-- Task requirements --
Copy every line of the material below word for word, omitting the pictures.

-- Extracted data --
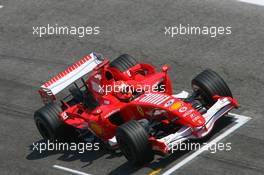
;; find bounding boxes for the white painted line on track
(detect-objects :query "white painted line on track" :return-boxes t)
[162,113,251,175]
[238,0,264,6]
[52,165,91,175]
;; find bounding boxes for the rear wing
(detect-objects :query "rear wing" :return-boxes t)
[39,53,102,103]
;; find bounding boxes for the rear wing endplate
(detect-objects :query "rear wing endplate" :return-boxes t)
[39,53,102,102]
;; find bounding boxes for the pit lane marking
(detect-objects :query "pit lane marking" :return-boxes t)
[238,0,264,6]
[162,113,251,175]
[52,165,91,175]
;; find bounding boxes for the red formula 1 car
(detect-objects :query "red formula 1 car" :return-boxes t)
[34,53,238,164]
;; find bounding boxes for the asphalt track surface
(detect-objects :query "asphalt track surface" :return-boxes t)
[0,0,264,175]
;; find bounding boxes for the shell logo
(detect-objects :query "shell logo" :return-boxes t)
[137,106,145,117]
[170,102,181,111]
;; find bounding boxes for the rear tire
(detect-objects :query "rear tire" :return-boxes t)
[34,103,78,141]
[192,69,233,105]
[116,120,154,165]
[110,54,138,72]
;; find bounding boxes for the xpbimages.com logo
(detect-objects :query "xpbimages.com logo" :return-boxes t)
[32,140,100,154]
[32,24,101,38]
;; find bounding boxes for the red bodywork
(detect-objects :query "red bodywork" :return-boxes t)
[40,54,236,153]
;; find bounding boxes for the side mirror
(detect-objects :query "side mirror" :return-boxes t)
[162,64,169,74]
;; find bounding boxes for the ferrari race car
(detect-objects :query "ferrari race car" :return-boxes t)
[34,53,238,165]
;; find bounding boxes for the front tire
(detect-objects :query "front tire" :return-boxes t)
[192,69,233,105]
[116,120,154,165]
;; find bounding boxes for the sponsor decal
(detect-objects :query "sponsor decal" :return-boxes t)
[94,74,102,80]
[105,108,120,117]
[62,112,69,120]
[104,100,110,105]
[170,102,181,111]
[190,114,196,119]
[164,99,175,107]
[90,123,103,135]
[137,106,145,117]
[179,106,188,112]
[182,109,194,117]
[198,120,203,124]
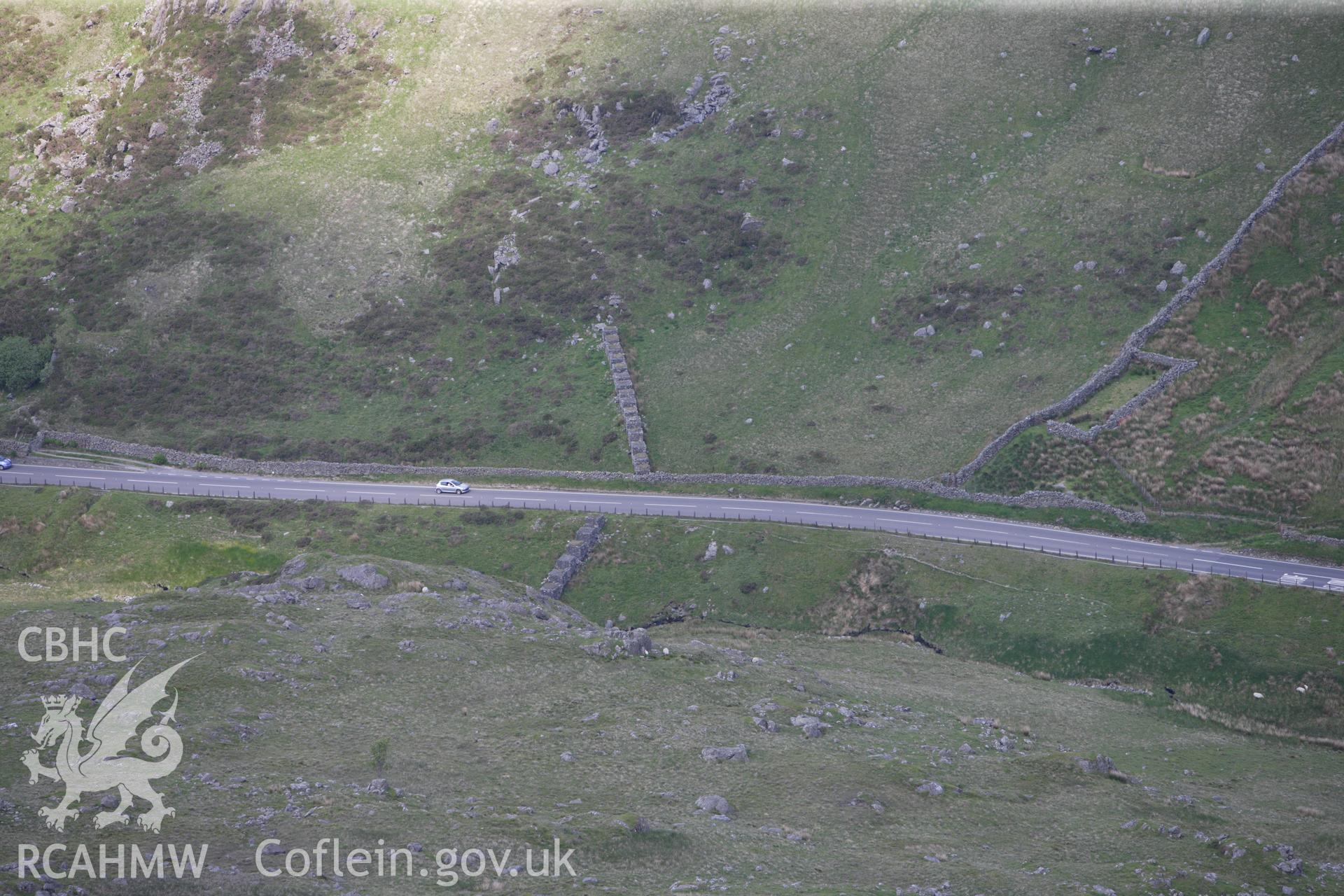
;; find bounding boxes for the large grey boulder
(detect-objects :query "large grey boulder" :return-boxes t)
[336,563,387,589]
[1078,754,1116,775]
[695,794,736,816]
[621,629,653,657]
[700,744,748,762]
[279,556,308,579]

-- Output below --
;; find bounding boxes for the white painted line on track
(detect-objects :query "white painted line on track" :return-boxes t)
[162,113,251,175]
[238,0,264,6]
[52,165,91,175]
;; find bounding boxes for the rear wing
(detect-objects :query "rear wing" :return-boxes t)
[39,53,102,103]
;; find bounding boxes for the rear wing endplate
(detect-objects :query "rear wing endplate" :return-boxes t)
[39,53,102,102]
;; find bounding boxes for the pit lane marking
(detect-objects :query "pit lane marking" :return-boxes t)
[238,0,264,6]
[162,113,251,175]
[52,165,91,175]
;; find bounding boxes for the red formula 1 car
(detect-objects :query "red formula 1 car" :return-boxes t)
[34,53,238,164]
;; find bounding boxes for the asphalt track surface
(detect-objects :query "asphalt track surface" :return-boxes t)
[0,0,264,175]
;; find bounding boxes for the shell logo
(detect-objects :query "shell logo" :return-boxes t)
[137,106,145,117]
[170,102,181,111]
;; find bounding boxes for the rear tire
(detect-objects :query "rear tire" :return-boxes t)
[34,103,78,141]
[192,69,233,105]
[116,120,154,165]
[110,54,138,72]
;; find bounding boxes for the xpbimages.com logo
(detect-objects :query "xpbimages.com logo" :return-boxes t)
[32,140,100,154]
[32,24,101,38]
;; find bounding boxes for the red bodywork
(detect-objects :query "red bodywork" :return-boxes t)
[40,54,236,153]
;; find bounding boxes for the side mirror
(detect-objects :query "side mirror" :return-boxes t)
[162,64,169,74]
;; find bounding boxes for the ferrari race car
(detect-objects :query "ferrari race car" :return-boxes t)
[34,53,238,165]
;; find bounding boxes for the front tire
(detect-objects :query "front tire" :return-boxes t)
[192,69,233,105]
[116,120,154,165]
;; find bounding boxes for the sponsor decal
(detect-objects :query "sponsor decal" :return-boxes t)
[94,74,102,80]
[105,108,120,117]
[62,112,69,120]
[104,100,110,105]
[170,102,181,111]
[190,114,196,119]
[164,99,175,107]
[90,123,103,135]
[137,106,145,117]
[179,106,188,112]
[182,109,194,117]
[198,120,203,124]
;; find bounding boxes for the large grey boulder
(detect-objects :query "large grey boulder" :return-boxes t)
[336,563,387,589]
[1078,754,1116,775]
[695,794,736,816]
[621,629,653,657]
[700,744,748,762]
[279,556,308,579]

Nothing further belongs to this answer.